## Document passage
..........

To determine moderate QRP, evidence from Larsson et al., (2023) was utilized. They found that reported severity mean of 4.3 (on a 5-point scale) for selective reporting, cherry picking and the selective analytical choices which suggested these QRPs were moderately severe. The creation of the last level of QRP drew from both Bottesini et al., (2022) and Kolstoe. Bottesini et al., (2022) found that data fraud was deemed unacceptable by 81.3% of participants. These results lead to placing selective reporting in moderate and data fraud in the major category. Taking into consideration Kolstoe’s spectrum of questionable research practices, the present vignette also places data fraud on the more serious, falsified, or fraudulent end of the continuum.

Integrity.

To assess the perceived integrity of each researcher (investigator and inspector), the integrity section from the trust in scientists scale developed by Cologna and colleagues (2025) will be utilized. This scale is grounded in theoretical and empirical work conceptualizing trust as a multidimensional construct composed of four key dimensions: competence, benevolence, integrity and openness. The original full-length scale demonstrated high internal consistency across diverse cultural contexts, with Cronbach’s alpha =.93 and McDonald’s omega =.95, and the 12 items were found to load reliably onto four stable factors reflecting the theoretical dimensions.

While the original authors noted some limitations regarding cross-country measurement invariance, the scale showed strong psychometric properties overall. Our shortened version wil only focus on the integrity aspect of trust to reduce participant burden. In the current study, participants will rate both Researcher X and Researcher Y on the following items using a 5-point Likert scale (e.g. 1 = very unethical, 5 = very ethical)..

Integrity: “How ethical or unethical is Researcher X/Y?”
Integrity: “How sincere or insincere is Researcher X/Y?”
Integrity: “How honest or dishonest is Researcher X/Y to be transparent?”

These three items will be averaged into a composite integrity score.

..........

Entries for labeling bounding boxes
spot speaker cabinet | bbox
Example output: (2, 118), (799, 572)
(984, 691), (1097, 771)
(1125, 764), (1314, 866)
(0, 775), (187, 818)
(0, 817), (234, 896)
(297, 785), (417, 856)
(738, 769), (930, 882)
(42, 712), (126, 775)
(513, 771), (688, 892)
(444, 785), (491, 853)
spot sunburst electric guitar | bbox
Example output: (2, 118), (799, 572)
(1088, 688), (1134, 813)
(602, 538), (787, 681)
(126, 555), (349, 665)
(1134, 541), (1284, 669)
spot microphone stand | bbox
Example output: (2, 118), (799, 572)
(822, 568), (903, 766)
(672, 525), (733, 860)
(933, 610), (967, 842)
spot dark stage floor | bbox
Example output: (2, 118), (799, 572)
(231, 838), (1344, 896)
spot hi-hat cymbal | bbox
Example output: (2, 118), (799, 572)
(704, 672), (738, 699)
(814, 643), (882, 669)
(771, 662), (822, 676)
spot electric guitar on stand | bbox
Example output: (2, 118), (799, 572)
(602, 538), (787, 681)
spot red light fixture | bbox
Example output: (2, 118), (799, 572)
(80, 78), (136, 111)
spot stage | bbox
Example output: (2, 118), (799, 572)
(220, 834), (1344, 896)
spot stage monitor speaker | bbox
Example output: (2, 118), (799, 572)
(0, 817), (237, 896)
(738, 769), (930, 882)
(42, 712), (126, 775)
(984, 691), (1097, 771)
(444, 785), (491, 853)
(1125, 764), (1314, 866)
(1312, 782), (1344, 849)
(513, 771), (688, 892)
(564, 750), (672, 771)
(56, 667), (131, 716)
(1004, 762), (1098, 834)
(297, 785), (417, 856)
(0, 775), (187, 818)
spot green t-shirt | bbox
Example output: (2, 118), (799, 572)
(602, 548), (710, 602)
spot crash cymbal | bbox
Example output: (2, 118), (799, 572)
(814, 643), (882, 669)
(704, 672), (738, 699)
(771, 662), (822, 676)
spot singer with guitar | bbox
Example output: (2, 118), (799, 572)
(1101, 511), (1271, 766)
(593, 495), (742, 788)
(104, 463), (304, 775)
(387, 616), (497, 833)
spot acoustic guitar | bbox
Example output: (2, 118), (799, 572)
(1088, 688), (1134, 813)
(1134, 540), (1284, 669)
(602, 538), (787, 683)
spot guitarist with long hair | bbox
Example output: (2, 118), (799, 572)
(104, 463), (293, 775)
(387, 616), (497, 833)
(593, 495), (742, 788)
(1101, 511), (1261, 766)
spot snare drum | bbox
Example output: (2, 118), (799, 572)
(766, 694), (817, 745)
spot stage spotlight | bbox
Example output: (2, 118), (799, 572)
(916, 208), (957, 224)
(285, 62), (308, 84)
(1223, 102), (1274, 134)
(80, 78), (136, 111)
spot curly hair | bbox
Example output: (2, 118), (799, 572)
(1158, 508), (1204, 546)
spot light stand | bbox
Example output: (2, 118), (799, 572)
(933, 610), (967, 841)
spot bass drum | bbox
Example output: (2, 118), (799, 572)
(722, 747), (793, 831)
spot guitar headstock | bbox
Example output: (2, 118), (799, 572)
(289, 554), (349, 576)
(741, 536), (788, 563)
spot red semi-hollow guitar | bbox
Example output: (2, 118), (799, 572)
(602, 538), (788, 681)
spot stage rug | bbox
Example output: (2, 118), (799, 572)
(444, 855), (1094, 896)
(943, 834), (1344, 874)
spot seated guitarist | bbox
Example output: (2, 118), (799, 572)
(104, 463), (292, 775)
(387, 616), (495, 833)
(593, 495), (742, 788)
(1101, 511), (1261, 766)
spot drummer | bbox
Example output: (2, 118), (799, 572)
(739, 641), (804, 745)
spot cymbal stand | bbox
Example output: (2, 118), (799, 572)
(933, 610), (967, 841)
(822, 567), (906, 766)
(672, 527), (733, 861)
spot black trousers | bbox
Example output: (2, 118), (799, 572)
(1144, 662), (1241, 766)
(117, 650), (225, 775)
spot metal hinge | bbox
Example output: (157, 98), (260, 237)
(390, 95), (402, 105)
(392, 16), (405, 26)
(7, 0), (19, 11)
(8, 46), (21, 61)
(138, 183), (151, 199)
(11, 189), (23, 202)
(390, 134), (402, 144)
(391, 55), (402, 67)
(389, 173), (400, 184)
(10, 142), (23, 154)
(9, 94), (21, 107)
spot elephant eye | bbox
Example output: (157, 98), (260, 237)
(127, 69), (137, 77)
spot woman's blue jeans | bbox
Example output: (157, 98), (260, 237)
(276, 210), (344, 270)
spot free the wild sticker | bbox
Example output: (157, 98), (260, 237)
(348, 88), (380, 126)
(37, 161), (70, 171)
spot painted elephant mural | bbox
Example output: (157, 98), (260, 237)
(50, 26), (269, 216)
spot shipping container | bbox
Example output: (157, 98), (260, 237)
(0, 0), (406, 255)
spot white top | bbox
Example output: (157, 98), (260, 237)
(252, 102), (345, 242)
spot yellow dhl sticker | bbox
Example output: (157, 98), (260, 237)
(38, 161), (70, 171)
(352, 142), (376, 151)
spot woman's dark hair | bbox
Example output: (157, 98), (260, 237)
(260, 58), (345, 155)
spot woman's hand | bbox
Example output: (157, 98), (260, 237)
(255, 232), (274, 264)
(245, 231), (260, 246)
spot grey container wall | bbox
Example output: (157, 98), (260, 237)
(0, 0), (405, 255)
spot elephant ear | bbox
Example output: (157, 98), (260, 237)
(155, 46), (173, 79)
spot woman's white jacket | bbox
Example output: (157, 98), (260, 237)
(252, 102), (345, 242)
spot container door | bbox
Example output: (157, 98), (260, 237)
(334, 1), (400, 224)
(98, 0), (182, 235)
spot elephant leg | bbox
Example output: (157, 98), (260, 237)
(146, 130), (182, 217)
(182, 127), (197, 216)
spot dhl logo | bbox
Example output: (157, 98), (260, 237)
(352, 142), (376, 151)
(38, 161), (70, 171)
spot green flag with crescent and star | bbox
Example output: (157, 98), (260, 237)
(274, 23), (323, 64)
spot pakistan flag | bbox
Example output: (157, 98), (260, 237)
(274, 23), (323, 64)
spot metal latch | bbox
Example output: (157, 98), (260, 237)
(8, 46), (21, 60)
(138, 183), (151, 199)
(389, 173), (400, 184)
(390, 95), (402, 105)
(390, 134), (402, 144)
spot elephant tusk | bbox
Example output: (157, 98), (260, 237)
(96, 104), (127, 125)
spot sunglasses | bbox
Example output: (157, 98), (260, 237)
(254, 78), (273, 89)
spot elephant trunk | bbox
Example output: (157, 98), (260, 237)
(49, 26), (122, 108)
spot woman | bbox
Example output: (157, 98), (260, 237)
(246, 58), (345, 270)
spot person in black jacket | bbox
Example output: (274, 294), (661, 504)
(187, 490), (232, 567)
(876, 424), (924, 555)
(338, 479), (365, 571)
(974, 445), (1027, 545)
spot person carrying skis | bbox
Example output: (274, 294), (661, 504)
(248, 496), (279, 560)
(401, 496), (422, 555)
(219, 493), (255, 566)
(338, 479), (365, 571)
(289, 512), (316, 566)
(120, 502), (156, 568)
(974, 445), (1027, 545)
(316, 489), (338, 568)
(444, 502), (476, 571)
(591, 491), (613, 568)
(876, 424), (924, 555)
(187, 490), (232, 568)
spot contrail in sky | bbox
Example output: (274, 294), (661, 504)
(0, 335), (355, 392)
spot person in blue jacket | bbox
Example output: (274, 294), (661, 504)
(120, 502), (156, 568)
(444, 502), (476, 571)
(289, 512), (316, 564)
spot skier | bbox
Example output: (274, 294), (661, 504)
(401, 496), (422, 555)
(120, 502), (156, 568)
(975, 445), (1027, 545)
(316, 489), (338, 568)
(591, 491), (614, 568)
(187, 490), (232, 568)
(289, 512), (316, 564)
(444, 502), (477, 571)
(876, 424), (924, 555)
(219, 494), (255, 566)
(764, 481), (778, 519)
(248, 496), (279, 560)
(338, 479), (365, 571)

..........

## Problem set
**1)** In the methods passage on research integrity, what percentage of participants deemed data fraud unacceptable in the findings of Bottesini et al. (2022)?
**2)** Please write a continuation of the methods passage on research integrity, picking up after its final sentence.

## Responses to the tasks
**1)** 81.3%

**2)**
Likeability

To assess likeability, the Likeability Scale (Reysen, 2005) was adapted and reduced to two items. Responses will be given using a 5-point Likert scale (1 = very unlikeable/unapproachable, 5 = very likeable/approachable) to the items “How approachable is Researcher X/Y” and “How likeable is Researcher X/Y?” These will be averaged into one likeability composite.

Positive Attributes

To assess the perceived positive of researchers, a shortened version of the nine comparisons questions from Ebersole et al. (2016) will be assessed. These comparisons aim to capture general perceptions of researchers from a layperson perspective. This scale will ask participants to choose between the inspector or investigator on favorable professional and social attributes for these nine items from Ebersole et al. (2016):

Which researcher is smarter: Reported Researcher, Neither Reporter Researcher nor Reporting Researcher, or Reporting Researcher?
Which researcher is a better researcher: Reported Researcher, Neither Reporter Researcher nor Reporting Researcher, or Reporting Researcher?
Which researcher is more creative: Reported Researcher, Neither Reporter Researcher nor Reporting Researcher, or Reporting Researcher?
Which researcher would you rather be: Reported Researcher, Neither Reporter Researcher nor Reporting Researcher, or Reporting Researcher?
Which researcher should you be: Reported Researcher, Neither Reporter Researcher nor Reporting Researcher, or Reporting Researcher?
Which researcher is more like the most celebrated researcher: Reported Researcher, Neither Reporter Researcher nor Reporting Researcher, or Reporting Researcher?
Which researcher is more like the typical researcher: Reported Researcher, Neither Reporter Researcher nor Reporting Researcher, or Reporting Researcher?
Which researcher is more likely to keep a job: Reported Researcher, Neither Reporter Researcher nor Reporting Researcher, or Reporting Researcher?
Which researcher is more likely to get a job: Reported Researcher, Neither Reporter Researcher nor Reporting Researcher, or Reporting Researcher?

Trueness of the Finding.

Perceived trueness of the original finding was measured with a single item adapted from Ebersole et al. (2016). Participants will use a 5-point Likert scale (1 = very confident the findings are false, 3- could go either way, 5 = very confident the findings are true) when responding to this item: “Based on what you know about the actions of Researcher X, how confident are you that their reported findings are true?”

Attention.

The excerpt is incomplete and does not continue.